## 输入数据
* * * * *

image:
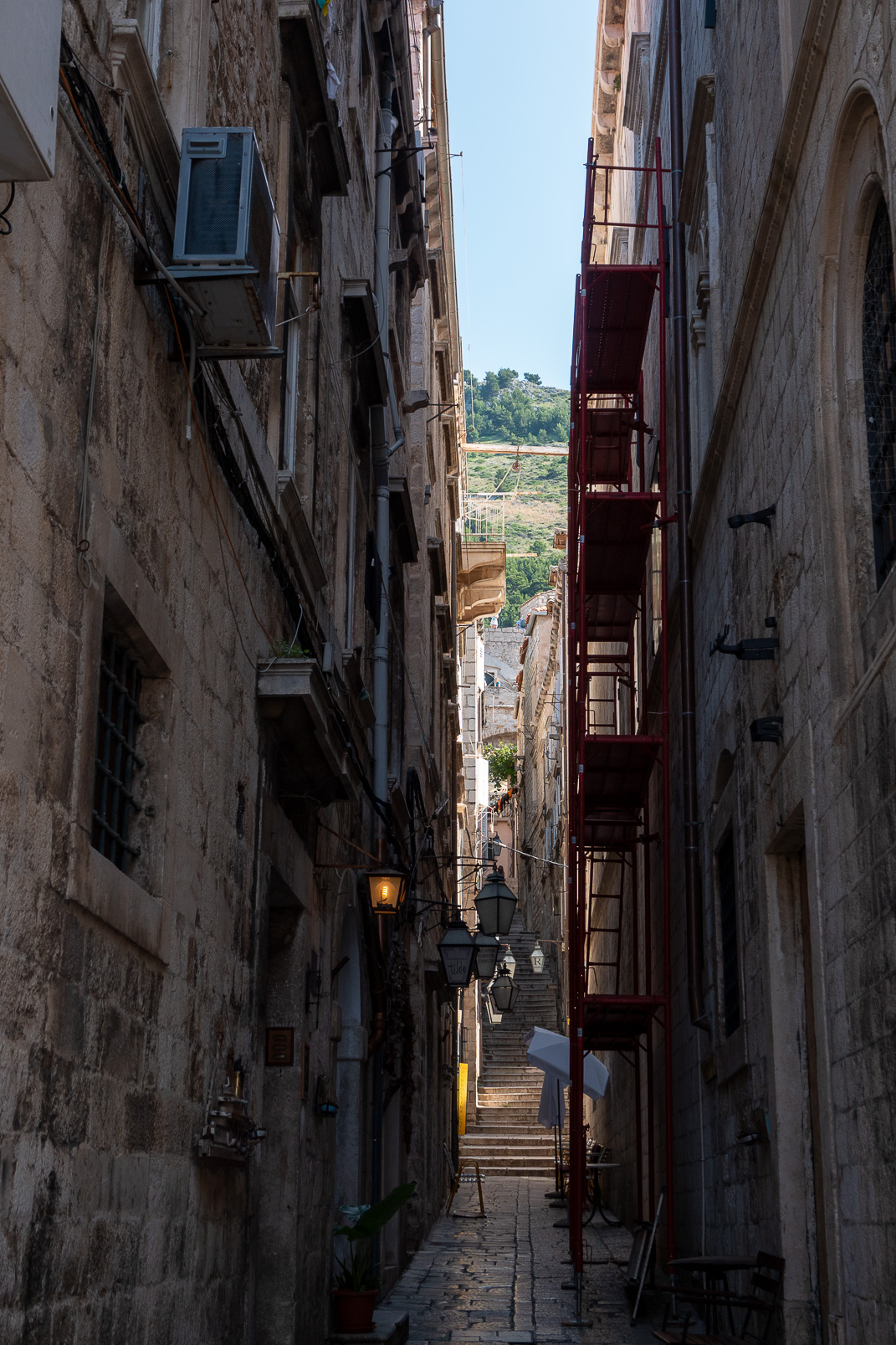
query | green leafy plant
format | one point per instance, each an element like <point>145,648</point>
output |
<point>356,1273</point>
<point>284,649</point>
<point>502,762</point>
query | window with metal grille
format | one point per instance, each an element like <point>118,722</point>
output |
<point>878,372</point>
<point>728,911</point>
<point>117,757</point>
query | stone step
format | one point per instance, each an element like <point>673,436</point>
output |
<point>479,1149</point>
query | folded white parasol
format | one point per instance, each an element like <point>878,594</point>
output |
<point>549,1050</point>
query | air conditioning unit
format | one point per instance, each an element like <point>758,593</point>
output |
<point>28,86</point>
<point>226,245</point>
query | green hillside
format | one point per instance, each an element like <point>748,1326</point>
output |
<point>508,409</point>
<point>521,412</point>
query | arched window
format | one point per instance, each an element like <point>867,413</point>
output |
<point>878,372</point>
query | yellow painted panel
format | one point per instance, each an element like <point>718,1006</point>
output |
<point>462,1099</point>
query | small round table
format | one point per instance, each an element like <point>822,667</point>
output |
<point>714,1271</point>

* * * * *

## 任务目标
将从包含“query | green hillside”的那一行起、至最后一行止的各行（首尾两行均包括在内）列为编号清单，空行一律略去。

## 任务结果
1. query | green hillside
2. format | one point per instance, each an element like <point>748,1326</point>
3. output |
4. <point>508,409</point>
5. <point>521,412</point>
6. query | arched window
7. format | one point per instance, each an element like <point>867,413</point>
8. output |
9. <point>878,372</point>
10. query | yellow painted panel
11. format | one point per instance, each an element like <point>718,1006</point>
12. output |
13. <point>462,1099</point>
14. query | small round table
15. format | one point per instance, each an element like <point>822,667</point>
16. output |
17. <point>714,1271</point>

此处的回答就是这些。